RECORDED DATA
** BEGIN **

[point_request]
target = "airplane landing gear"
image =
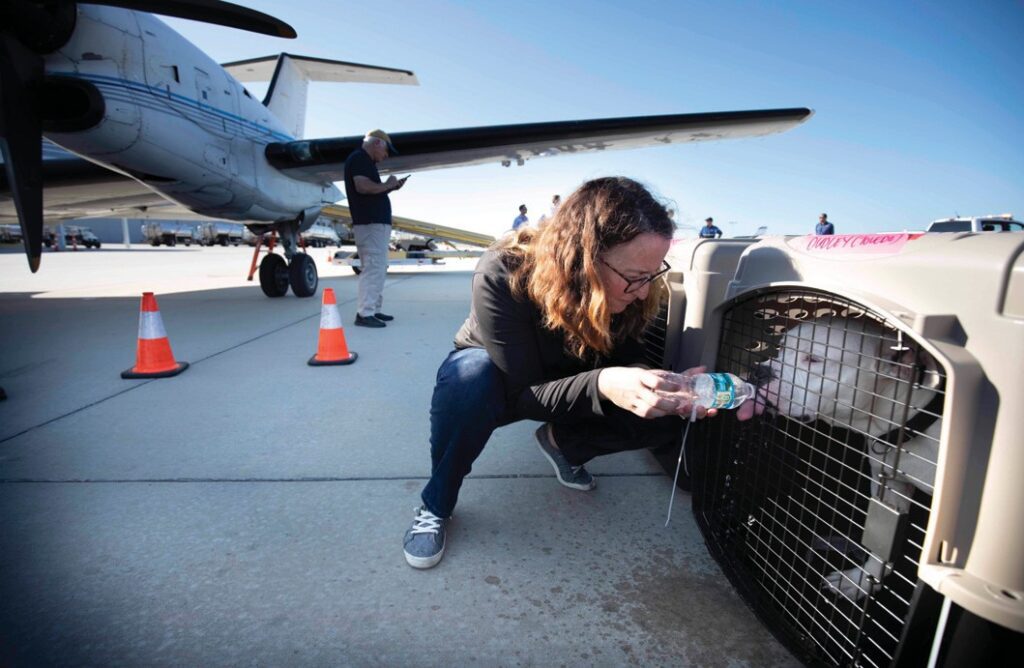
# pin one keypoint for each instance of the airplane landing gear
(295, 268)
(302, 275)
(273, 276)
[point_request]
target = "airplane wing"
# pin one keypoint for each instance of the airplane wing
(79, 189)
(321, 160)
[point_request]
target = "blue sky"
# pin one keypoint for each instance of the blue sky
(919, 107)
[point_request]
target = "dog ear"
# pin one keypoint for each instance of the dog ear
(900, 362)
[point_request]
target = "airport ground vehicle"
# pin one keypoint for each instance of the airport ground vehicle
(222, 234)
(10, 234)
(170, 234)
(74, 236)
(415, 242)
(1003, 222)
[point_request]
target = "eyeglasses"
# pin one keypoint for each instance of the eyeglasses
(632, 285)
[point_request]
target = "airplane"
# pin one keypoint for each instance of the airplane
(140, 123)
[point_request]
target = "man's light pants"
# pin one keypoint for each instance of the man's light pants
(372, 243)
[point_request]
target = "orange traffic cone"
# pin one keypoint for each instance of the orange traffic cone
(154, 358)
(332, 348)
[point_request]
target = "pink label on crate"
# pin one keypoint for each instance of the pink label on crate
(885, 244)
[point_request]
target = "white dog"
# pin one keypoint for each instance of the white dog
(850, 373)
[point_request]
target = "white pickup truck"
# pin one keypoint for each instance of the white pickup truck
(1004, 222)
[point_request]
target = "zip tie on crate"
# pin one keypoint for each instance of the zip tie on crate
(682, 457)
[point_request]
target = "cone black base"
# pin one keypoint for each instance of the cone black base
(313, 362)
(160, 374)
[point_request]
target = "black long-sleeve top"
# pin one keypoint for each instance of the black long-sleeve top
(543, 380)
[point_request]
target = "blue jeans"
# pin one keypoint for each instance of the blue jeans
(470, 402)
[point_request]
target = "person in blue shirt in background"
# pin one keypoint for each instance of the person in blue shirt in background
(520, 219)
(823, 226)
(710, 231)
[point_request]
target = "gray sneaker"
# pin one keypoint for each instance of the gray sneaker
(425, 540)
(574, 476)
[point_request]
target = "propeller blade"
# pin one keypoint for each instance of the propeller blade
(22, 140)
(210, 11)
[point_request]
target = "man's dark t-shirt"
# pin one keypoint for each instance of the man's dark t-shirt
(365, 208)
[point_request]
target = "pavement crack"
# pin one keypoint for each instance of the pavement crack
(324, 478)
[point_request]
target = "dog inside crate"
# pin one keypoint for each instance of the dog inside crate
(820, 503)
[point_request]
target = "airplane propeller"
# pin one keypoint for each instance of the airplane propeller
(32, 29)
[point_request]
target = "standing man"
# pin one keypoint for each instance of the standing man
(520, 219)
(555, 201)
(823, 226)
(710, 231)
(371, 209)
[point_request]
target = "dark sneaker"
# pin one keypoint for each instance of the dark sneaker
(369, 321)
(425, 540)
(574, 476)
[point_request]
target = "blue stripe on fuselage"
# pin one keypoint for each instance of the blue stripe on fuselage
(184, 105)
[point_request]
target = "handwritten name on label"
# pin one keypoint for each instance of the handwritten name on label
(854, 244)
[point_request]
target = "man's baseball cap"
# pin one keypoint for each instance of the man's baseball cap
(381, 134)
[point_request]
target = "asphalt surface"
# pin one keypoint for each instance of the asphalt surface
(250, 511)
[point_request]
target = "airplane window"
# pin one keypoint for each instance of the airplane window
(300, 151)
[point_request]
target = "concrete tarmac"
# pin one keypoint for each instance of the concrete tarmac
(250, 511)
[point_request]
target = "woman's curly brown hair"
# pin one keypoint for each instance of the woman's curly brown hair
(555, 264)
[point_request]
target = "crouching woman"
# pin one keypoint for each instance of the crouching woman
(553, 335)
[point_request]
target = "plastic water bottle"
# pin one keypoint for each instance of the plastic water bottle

** END **

YOUR OBJECTIVE
Pictures in the records above are not copied; print everything else exactly.

RESPONSE TO THIS EXERCISE
[point_request]
target = "airplane landing gear"
image =
# pin one keypoint for each instance of the airplane landing gear
(295, 268)
(302, 275)
(273, 276)
[point_request]
target = "airplane wing"
# pin one keypoint for each instance of the airplane wing
(79, 189)
(321, 160)
[point_request]
target = "blue sky"
# pin one keypoint for each instance of the blue sky
(919, 107)
[point_request]
target = "dog ear"
# pin one keypoint for each instance of the dog ear
(900, 362)
[point_request]
target = "airport ground vehicle"
# pin one keypoint for each instance of the airport ground vehicle
(222, 234)
(10, 234)
(170, 234)
(74, 236)
(415, 242)
(1003, 222)
[point_request]
target = "eyeglasses"
# pin one keypoint for each instance of the eyeglasses
(632, 285)
[point_request]
target = "airplane"
# pin one keypoint for each instance of the airplane
(140, 123)
[point_request]
target = "man's light pants"
# pin one keypoint for each instance of the man's light pants
(372, 243)
[point_request]
target = "orange traffic cone"
# pin one keypoint for each instance of the orange traffic cone
(154, 358)
(332, 348)
[point_request]
target = "pink label on crate"
# pin one keypoint for each instance of the pink label on crate
(885, 244)
[point_request]
target = "white dog"
# pin one keypoint for each instance of the white dog
(850, 373)
[point_request]
target = "white pickup truck"
# pin one keypoint for each instance of the white pickup truck
(1004, 222)
[point_request]
target = "zip tie on crate"
# pin one keypoint for each instance of the zip tie on crate
(682, 457)
[point_request]
target = "cone black base"
# pin one keypoint for each instance of the cone black base
(313, 362)
(160, 374)
[point_request]
target = "black long-sleeve top"
# pin one keypoint for each instance of the black long-sleeve top
(543, 380)
[point_request]
target = "blue jeans"
# pin one keypoint for each instance of the blue jeans
(470, 402)
[point_request]
target = "person in blue shirt in background"
# pin one keypoint for each instance of the person in blue shirt in background
(520, 219)
(823, 226)
(710, 231)
[point_request]
target = "gray sneaker"
# pin one keypoint for each instance of the gray sneaker
(425, 540)
(574, 476)
[point_request]
target = "propeller blade"
# pin one keypoint for each instance of the propeller blade
(22, 140)
(210, 11)
[point_request]
target = "man's dark t-shirt"
# pin one keypoint for each instance of the man's dark t-shirt
(365, 208)
[point_request]
target = "pavement crack"
# pin one keypoint for each instance of the pavement crack
(324, 478)
[point_request]
target = "dog inside crate"
# pin one keypoint for each instance of the dog inside crate
(820, 503)
[point_request]
target = "airplane propeller"
# pin one keypoint for each instance of the airplane propeller
(32, 29)
[point_request]
target = "standing man"
# pin one keypoint for each instance of the standing man
(520, 219)
(555, 201)
(823, 226)
(710, 231)
(371, 209)
[point_request]
target = "dark sneaker"
# pin one keypoint for each instance of the dark sneaker
(369, 321)
(425, 540)
(574, 476)
[point_request]
target = "blue stripe on fuselage"
# pin one keypoint for each instance of the blue stripe on fuselage
(184, 105)
[point_request]
target = "handwritten name on label"
# pin one keypoint for each instance of the handwritten name on label
(854, 244)
[point_request]
target = "man's baseball cap"
# pin one keypoint for each instance of the man's baseball cap
(381, 134)
[point_request]
target = "asphalt surface"
# pin one keypoint for each instance of the asphalt surface
(250, 511)
[point_request]
target = "airplane window"
# pin one keypoint for each instance of the airplane window
(300, 151)
[point_request]
target = "concrete tarmac"
# pin one keypoint for each instance of the concrete tarmac
(250, 511)
[point_request]
target = "woman's curly brown hair"
# pin one keypoint for each instance of the woman's curly brown hair
(555, 264)
[point_request]
target = "crouching woman"
# pin one keypoint for each instance of the crouching woman
(553, 335)
[point_request]
target = "plastic water bottle"
# pin one keypoint for each instance of the plastic water bottle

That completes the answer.